Instructions to follow
Your task is to restate the listing word for word without the pictures.

Source information

********

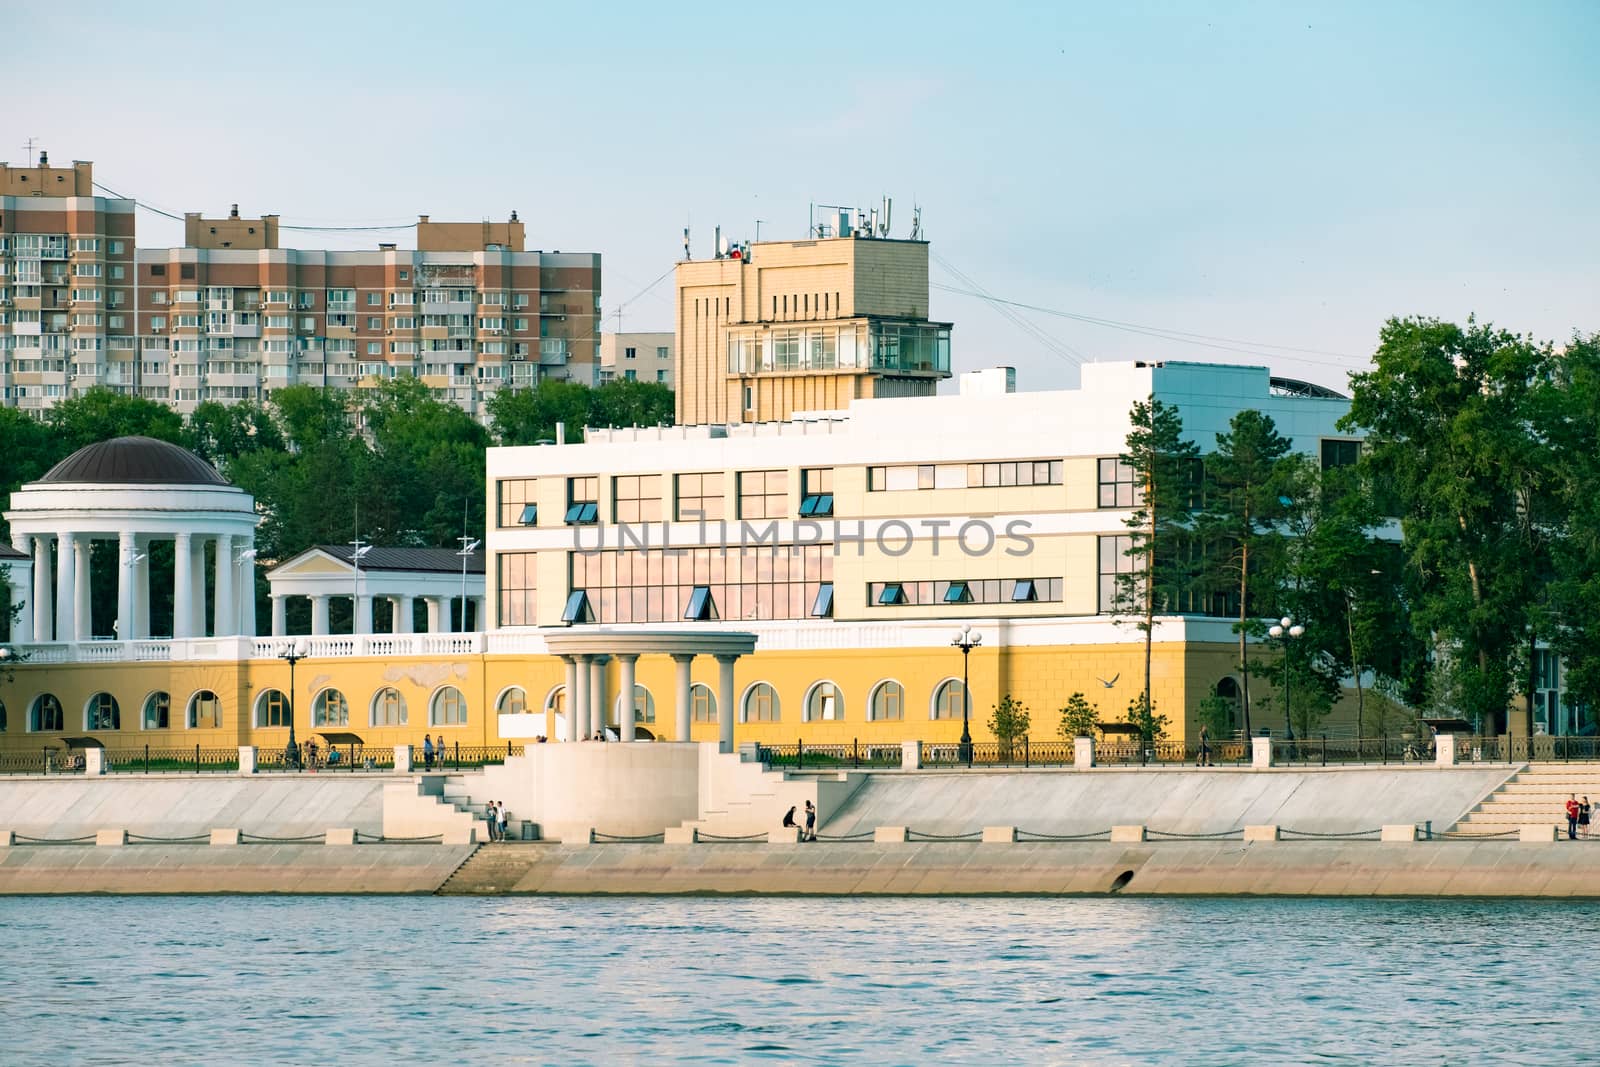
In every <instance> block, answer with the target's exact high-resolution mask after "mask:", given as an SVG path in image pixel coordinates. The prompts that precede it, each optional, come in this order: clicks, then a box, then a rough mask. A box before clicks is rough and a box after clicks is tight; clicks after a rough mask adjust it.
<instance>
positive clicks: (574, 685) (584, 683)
mask: <svg viewBox="0 0 1600 1067" xmlns="http://www.w3.org/2000/svg"><path fill="white" fill-rule="evenodd" d="M574 659H576V661H578V667H576V670H574V672H573V688H571V689H568V691H566V723H568V725H566V733H568V734H570V736H573V739H576V741H589V737H592V736H594V734H592V733H587V729H589V673H590V672H589V656H576V657H574Z"/></svg>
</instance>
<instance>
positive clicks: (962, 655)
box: [950, 622, 984, 766]
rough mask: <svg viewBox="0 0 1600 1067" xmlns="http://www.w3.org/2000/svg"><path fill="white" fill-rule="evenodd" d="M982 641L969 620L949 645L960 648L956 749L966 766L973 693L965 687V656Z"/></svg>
mask: <svg viewBox="0 0 1600 1067" xmlns="http://www.w3.org/2000/svg"><path fill="white" fill-rule="evenodd" d="M982 643H984V635H982V633H974V632H973V625H971V624H970V622H963V624H962V629H960V630H957V632H955V638H954V640H952V641H950V645H954V646H955V648H958V649H962V747H960V749H957V758H958V760H960V761H962V763H965V765H966V766H971V765H973V726H971V707H973V693H971V689H968V688H966V657H968V656H970V654H971V651H973V649H974V648H978V646H979V645H982Z"/></svg>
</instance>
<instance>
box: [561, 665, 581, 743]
mask: <svg viewBox="0 0 1600 1067" xmlns="http://www.w3.org/2000/svg"><path fill="white" fill-rule="evenodd" d="M562 664H563V665H565V667H566V693H563V694H562V701H563V702H565V704H566V723H565V725H563V728H562V737H563V739H566V741H578V715H576V713H574V709H576V704H573V699H574V694H576V693H578V661H574V659H573V657H571V656H562Z"/></svg>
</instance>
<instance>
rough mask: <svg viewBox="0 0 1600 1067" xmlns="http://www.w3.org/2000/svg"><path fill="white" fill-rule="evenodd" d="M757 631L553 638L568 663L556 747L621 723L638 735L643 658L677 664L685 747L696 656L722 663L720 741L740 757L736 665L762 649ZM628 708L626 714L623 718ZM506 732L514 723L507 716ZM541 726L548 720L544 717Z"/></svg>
mask: <svg viewBox="0 0 1600 1067" xmlns="http://www.w3.org/2000/svg"><path fill="white" fill-rule="evenodd" d="M755 640H757V638H755V633H741V632H715V630H605V629H589V627H582V629H571V630H560V632H546V633H544V645H546V648H547V649H549V653H550V654H552V656H557V657H558V659H560V661H562V665H563V669H565V675H566V715H565V723H563V725H565V736H563V737H557V741H582V739H586V737H594V736H595V734H603V733H605V731H606V729H608V728H610V726H611V725H613V723H611V720H613V718H614V720H616V723H614V725H616V736H618V737H619V739H621V741H634V739H635V737H637V721H635V713H634V702H632V699H629V697H630V696H632V694H634V691H635V685H637V683H635V677H637V670H638V659H640V657H642V656H669V657H670V659H672V664H674V697H672V723H674V733H672V736H674V737H677V739H680V741H686V739H688V737H690V728H691V701H690V688H691V685H690V683H691V677H693V673H691V672H693V664H694V657H696V656H707V657H710V659H714V661H715V662H717V739H718V747H720V750H722V752H733V725H734V718H736V717H738V707H739V696H738V693H736V689H734V673H733V669H734V664H736V662H738V659H739V656H749V654H750V653H754V651H755ZM611 664H616V689H614V693H616V696H614V697H613V689H611V688H610V685H608V683H610V680H611V672H610V667H611ZM618 709H621V713H616V712H618ZM501 718H502V725H501V734H502V736H510V734H507V733H506V729H507V725H506V723H504V718H509V717H501ZM538 720H539V721H542V720H544V715H542V713H541V715H538Z"/></svg>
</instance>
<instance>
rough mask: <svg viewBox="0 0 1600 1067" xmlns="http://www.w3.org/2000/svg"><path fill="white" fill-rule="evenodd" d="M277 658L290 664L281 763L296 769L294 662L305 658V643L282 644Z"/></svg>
mask: <svg viewBox="0 0 1600 1067" xmlns="http://www.w3.org/2000/svg"><path fill="white" fill-rule="evenodd" d="M278 659H282V661H285V662H288V665H290V742H288V745H286V747H285V749H283V765H285V766H290V765H293V766H294V769H296V771H298V769H301V761H299V745H298V744H296V742H294V664H298V662H299V661H302V659H306V643H304V641H290V643H288V645H285V646H283V651H282V653H278Z"/></svg>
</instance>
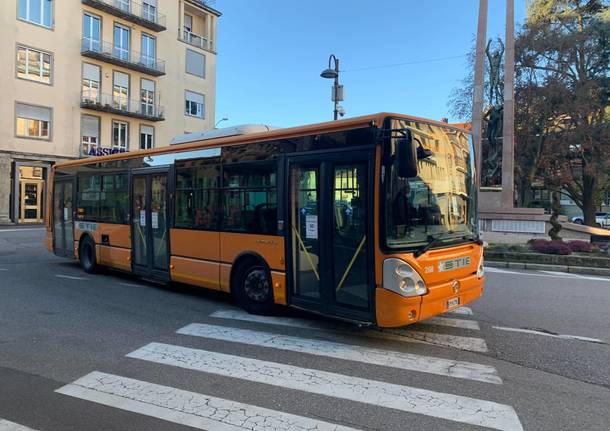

********

Your response
In every <instance> block, answer with the target's exact high-resolution mask after "mask:", given as an SVG path in image pixel coordinates. The prompts that precede it, each optional, come in this order: clicks, then a box, then a rough mask. A box before clicks is rough and a box after clicks is tight; clicks after a rough mask adjust it.
<instance>
positive clicks: (574, 685) (584, 683)
mask: <svg viewBox="0 0 1600 1067" xmlns="http://www.w3.org/2000/svg"><path fill="white" fill-rule="evenodd" d="M574 659H576V661H578V667H576V670H574V672H573V688H571V689H568V691H566V723H568V725H566V733H568V734H570V736H573V739H576V741H589V737H592V736H594V734H592V733H587V729H589V673H590V672H589V656H576V657H574Z"/></svg>
</instance>
<instance>
positive clicks: (962, 655)
box: [950, 622, 984, 766]
rough mask: <svg viewBox="0 0 1600 1067" xmlns="http://www.w3.org/2000/svg"><path fill="white" fill-rule="evenodd" d="M982 641L969 620L949 645L960 648L956 749L966 766L973 693L965 687V656Z"/></svg>
mask: <svg viewBox="0 0 1600 1067" xmlns="http://www.w3.org/2000/svg"><path fill="white" fill-rule="evenodd" d="M982 643H984V635H982V633H974V632H973V625H971V624H970V622H963V624H962V629H960V630H957V632H955V638H954V640H952V641H950V645H954V646H955V648H958V649H962V747H960V749H957V758H958V760H960V761H962V763H965V765H966V766H971V765H973V726H971V707H973V693H971V689H968V688H966V657H968V656H970V654H971V651H973V649H974V648H978V646H979V645H982Z"/></svg>
</instance>
<instance>
box: [561, 665, 581, 743]
mask: <svg viewBox="0 0 1600 1067" xmlns="http://www.w3.org/2000/svg"><path fill="white" fill-rule="evenodd" d="M562 664H563V665H565V667H566V693H563V694H562V701H563V702H565V704H566V723H565V725H563V728H562V737H563V739H566V741H578V715H576V713H574V709H576V704H573V699H574V694H576V693H578V661H574V659H573V657H571V656H562Z"/></svg>
</instance>
<instance>
rough mask: <svg viewBox="0 0 1600 1067" xmlns="http://www.w3.org/2000/svg"><path fill="white" fill-rule="evenodd" d="M757 631L553 638L568 663L556 747L621 723L638 735L643 658L677 664L685 747L696 656L722 663L720 741L740 757L736 665L762 649ZM628 708L626 714L623 718ZM506 732L514 723L507 716ZM541 726L548 720L544 717Z"/></svg>
mask: <svg viewBox="0 0 1600 1067" xmlns="http://www.w3.org/2000/svg"><path fill="white" fill-rule="evenodd" d="M755 640H757V638H755V633H741V632H715V630H605V629H589V627H582V629H571V630H560V632H546V633H544V645H546V648H547V649H549V653H550V654H552V656H557V657H558V659H560V661H562V665H563V669H565V675H566V715H565V723H563V725H565V736H563V737H557V741H582V739H586V737H594V736H595V734H603V733H605V731H606V729H608V728H610V726H611V725H613V723H611V720H613V718H614V720H616V723H614V725H616V736H618V737H619V739H621V741H634V739H635V737H637V721H635V713H634V702H632V699H629V697H630V696H632V694H634V691H635V685H637V683H635V677H637V670H638V659H640V657H642V656H669V657H670V659H672V664H674V697H672V723H674V733H672V736H674V737H677V739H680V741H686V739H688V737H690V728H691V701H690V688H691V685H690V683H691V677H693V673H691V672H693V664H694V657H696V656H707V657H710V659H714V661H715V662H717V739H718V747H720V750H722V752H733V725H734V718H736V717H738V707H739V696H738V693H736V689H734V673H733V669H734V664H736V662H738V659H739V656H749V654H750V653H754V651H755ZM611 664H616V689H614V693H616V696H614V697H613V689H611V688H610V685H608V683H610V680H611V672H610V667H611ZM618 709H621V713H616V712H618ZM501 718H502V725H501V734H502V736H510V734H507V733H506V729H507V725H506V723H504V718H509V717H501ZM538 720H539V721H542V720H544V715H542V713H541V715H538Z"/></svg>
</instance>
<instance>
rough mask: <svg viewBox="0 0 1600 1067" xmlns="http://www.w3.org/2000/svg"><path fill="white" fill-rule="evenodd" d="M277 658L290 664L281 763L296 769L294 662L305 658V643L282 644Z"/></svg>
mask: <svg viewBox="0 0 1600 1067" xmlns="http://www.w3.org/2000/svg"><path fill="white" fill-rule="evenodd" d="M278 659H282V661H285V662H288V665H290V742H288V745H286V747H285V749H283V765H285V766H290V765H293V766H294V769H296V771H298V769H301V761H299V745H298V744H296V742H294V664H298V662H299V661H302V659H306V643H304V641H290V643H288V645H285V646H283V651H282V653H278Z"/></svg>
</instance>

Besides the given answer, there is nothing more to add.